(Coordinate annotation records)
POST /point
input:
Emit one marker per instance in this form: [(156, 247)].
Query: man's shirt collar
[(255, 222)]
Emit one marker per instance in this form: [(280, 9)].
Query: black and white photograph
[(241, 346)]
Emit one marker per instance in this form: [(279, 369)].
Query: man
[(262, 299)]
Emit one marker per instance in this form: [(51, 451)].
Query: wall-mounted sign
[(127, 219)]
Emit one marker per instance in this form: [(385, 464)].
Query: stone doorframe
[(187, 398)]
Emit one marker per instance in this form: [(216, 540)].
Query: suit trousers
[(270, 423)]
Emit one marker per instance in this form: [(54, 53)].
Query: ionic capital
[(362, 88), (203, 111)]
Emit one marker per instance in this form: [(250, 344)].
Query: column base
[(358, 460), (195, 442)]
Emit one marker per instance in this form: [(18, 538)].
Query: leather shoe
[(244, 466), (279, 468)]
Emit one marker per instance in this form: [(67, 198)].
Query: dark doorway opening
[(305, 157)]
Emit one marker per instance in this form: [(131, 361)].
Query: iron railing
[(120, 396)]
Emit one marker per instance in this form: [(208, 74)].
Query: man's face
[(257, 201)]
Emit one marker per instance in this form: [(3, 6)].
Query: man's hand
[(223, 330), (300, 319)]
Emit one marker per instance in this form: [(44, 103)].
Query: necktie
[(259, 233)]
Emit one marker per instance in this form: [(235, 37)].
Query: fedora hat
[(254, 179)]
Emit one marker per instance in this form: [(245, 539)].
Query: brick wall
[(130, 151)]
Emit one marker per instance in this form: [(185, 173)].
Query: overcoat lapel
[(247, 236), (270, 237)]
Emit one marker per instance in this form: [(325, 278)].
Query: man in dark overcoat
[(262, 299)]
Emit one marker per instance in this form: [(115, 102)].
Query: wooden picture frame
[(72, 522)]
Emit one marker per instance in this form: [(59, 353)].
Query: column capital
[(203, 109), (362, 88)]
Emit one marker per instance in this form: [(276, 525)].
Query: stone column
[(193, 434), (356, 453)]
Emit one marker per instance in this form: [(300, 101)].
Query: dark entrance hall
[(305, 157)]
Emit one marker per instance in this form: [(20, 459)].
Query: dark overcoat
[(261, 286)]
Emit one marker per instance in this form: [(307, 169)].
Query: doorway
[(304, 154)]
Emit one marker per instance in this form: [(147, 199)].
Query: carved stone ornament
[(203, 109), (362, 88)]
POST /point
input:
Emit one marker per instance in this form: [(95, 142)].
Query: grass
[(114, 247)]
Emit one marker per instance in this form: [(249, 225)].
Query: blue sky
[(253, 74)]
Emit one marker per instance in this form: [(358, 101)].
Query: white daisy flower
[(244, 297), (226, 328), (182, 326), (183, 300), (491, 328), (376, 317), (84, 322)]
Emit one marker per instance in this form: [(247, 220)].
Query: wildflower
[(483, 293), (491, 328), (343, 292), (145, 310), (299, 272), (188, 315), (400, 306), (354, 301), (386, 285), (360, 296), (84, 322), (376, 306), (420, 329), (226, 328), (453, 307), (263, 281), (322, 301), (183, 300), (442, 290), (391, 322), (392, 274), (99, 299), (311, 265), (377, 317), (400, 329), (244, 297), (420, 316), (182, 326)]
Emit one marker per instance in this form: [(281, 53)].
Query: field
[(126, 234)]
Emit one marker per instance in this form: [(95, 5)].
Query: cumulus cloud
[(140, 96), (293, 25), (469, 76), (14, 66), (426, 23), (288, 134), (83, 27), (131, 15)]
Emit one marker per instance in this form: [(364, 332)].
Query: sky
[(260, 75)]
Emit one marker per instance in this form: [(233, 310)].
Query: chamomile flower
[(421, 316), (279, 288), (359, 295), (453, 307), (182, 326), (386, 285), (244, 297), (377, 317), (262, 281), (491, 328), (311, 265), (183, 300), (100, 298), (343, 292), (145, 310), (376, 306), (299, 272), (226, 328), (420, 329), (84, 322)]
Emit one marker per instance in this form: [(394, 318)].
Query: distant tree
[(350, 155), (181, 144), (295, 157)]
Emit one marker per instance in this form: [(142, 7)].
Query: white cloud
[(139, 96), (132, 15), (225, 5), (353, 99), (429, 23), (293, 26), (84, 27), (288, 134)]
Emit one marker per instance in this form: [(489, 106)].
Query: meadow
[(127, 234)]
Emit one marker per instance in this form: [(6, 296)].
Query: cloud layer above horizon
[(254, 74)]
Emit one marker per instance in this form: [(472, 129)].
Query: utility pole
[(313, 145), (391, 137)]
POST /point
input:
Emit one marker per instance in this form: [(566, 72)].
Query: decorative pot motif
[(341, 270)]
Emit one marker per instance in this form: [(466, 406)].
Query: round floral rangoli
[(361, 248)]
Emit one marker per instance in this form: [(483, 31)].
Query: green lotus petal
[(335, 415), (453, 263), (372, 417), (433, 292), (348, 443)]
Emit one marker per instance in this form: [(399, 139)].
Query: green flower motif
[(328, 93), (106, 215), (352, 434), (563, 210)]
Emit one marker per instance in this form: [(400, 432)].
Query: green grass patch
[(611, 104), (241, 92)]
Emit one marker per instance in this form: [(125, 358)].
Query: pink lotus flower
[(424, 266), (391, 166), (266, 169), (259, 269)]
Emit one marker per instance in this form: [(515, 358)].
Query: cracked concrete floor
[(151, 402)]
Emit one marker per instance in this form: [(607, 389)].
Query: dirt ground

▸ What you need to do: Rewrite all of the records above, changing "one marker per instance" to "one point per instance" wherever it occurs and leaving everything else unchanged.

▸ Written solution:
POST /point
input:
Emit one point per instance in this form: [(156, 247)].
Query: man's shirt collar
[(255, 222)]
Emit one point per instance in this form: [(280, 9)].
Query: black and white photograph
[(241, 346)]
Emit one point per instance in this form: [(279, 369)].
Query: man
[(262, 299)]
Emit one point per instance in this form: [(51, 451)].
Query: wall-mounted sign
[(127, 219)]
Emit one point per instance in this form: [(385, 464)].
Query: stone doorframe
[(187, 398)]
Emit one point per instance in this form: [(216, 540)].
Query: suit trousers
[(270, 423)]
Emit one point per instance in this form: [(54, 53)].
Query: ionic capital
[(362, 88), (203, 111)]
Emit one point per instance in this form: [(250, 344)].
Query: column base
[(358, 460), (195, 442)]
Emit one point per instance in this form: [(18, 538)].
Query: leather shoe
[(244, 466), (279, 468)]
Emit one point per instance in this form: [(67, 198)].
Query: dark doorway opening
[(305, 157)]
Emit one point per instance in this form: [(131, 361)].
Query: iron railing
[(120, 396)]
Emit one point per instance in this form: [(208, 74)].
Query: man's face
[(257, 201)]
Emit one point per instance in this form: [(3, 6)].
Query: man's hand
[(223, 330), (300, 319)]
Emit one point per instance in this form: [(44, 103)].
Query: necktie
[(259, 233)]
Emit one point per instance in this form: [(235, 37)].
Query: fedora hat
[(254, 179)]
Emit one point per instance in this form: [(245, 539)].
Query: brick wall
[(130, 151)]
Emit one point per instance in this form: [(185, 173)].
Query: overcoat lapel
[(247, 236), (270, 237)]
Emit one point per instance in this form: [(325, 278)].
Query: man in dark overcoat
[(262, 299)]
Emit one point per instance in this form: [(115, 102)].
Query: wooden picture frame
[(72, 522)]
Emit one point per instance in this form: [(59, 353)].
Query: column capital
[(203, 109), (362, 88)]
Emit one point per instance in this form: [(276, 525)].
Query: stone column
[(193, 434), (356, 453)]
Emit one point per instance in this form: [(300, 101)].
Query: dark entrance hall
[(305, 157)]
Emit one point per instance in this form: [(20, 459)].
Query: dark overcoat
[(261, 286)]
Emit one point per instance in this form: [(307, 169)].
Query: doorway
[(304, 154)]
Emit one point per instance in this form: [(147, 199)].
Query: carved stone ornament
[(203, 109), (362, 88)]
POST /point
input:
Emit one point per instance in this form: [(95, 142)].
Query: grass
[(114, 247)]
Emit one point per instance in this form: [(249, 225)].
Query: blue sky
[(253, 74)]
Emit one point per instance in this form: [(358, 101)].
Query: white daisy flower
[(244, 297), (226, 328), (182, 326), (183, 300), (491, 328), (376, 317), (84, 322)]
Emit one point per instance in this form: [(247, 220)].
Query: wildflower
[(483, 293), (491, 328), (343, 292), (145, 310), (299, 272), (188, 315), (400, 306), (354, 301), (386, 285), (360, 296), (84, 322), (376, 306), (420, 329), (226, 328), (453, 307), (263, 281), (322, 301), (183, 300), (442, 290), (391, 322), (392, 274), (99, 299), (311, 265), (377, 317), (400, 329), (244, 297), (420, 316), (182, 326)]
Emit one point per instance in this form: [(281, 53)].
Query: field
[(126, 234)]
Emit one point per instance in this form: [(95, 5)].
Query: cumulus cloud
[(140, 96), (293, 25), (469, 76), (14, 66), (426, 23), (288, 134), (83, 27), (131, 15)]
Emit one point per instance in this form: [(364, 332)].
Query: sky
[(260, 75)]
Emit one point per instance in this form: [(233, 310)].
Query: chamomile flower
[(421, 316), (279, 288), (359, 295), (453, 307), (182, 326), (386, 285), (244, 297), (377, 317), (262, 281), (491, 328), (311, 265), (183, 300), (100, 298), (343, 292), (145, 310), (376, 306), (299, 272), (226, 328), (420, 329), (84, 322)]
Emit one point per instance in this form: [(394, 318)].
Query: distant tree
[(350, 155), (181, 144), (295, 157)]
Emit one point per instance in this form: [(142, 7)].
Query: white cloud
[(139, 96), (132, 15), (225, 5), (353, 99), (429, 23), (293, 26), (84, 27), (288, 134)]
Emit one point per instance in this form: [(489, 106)].
Query: meadow
[(127, 234)]
Emit one point per instance in this form: [(6, 296)].
Query: cloud layer above horizon
[(254, 74)]
Emit one point per instance in this form: [(472, 129)].
Query: utility pole
[(313, 145), (391, 137)]
POST /point
input:
Emit one point per instance in this form: [(566, 72)].
Query: decorative pot motif
[(341, 270)]
Emit one point per instance in this form: [(466, 406)].
Query: round floral rangoli
[(361, 248)]
Emit one point per instance in this form: [(483, 31)].
Query: green lotus petal
[(335, 415), (453, 263), (372, 417), (433, 292), (348, 443)]
Emit one point per instance in this form: [(399, 139)].
Query: green flower motif
[(328, 93), (106, 215), (352, 434), (563, 210)]
Emit one point per instance in this form: [(400, 432)].
Query: green grass patch
[(611, 104), (241, 92)]
Emit one point per instance in this form: [(125, 358)].
Query: pink lotus flower
[(424, 266), (391, 166), (266, 169), (259, 269)]
Emit one point per instance in this form: [(515, 358)].
Query: cracked concrete floor
[(151, 402)]
Emit one point per instance in this form: [(607, 389)].
Query: dirt ground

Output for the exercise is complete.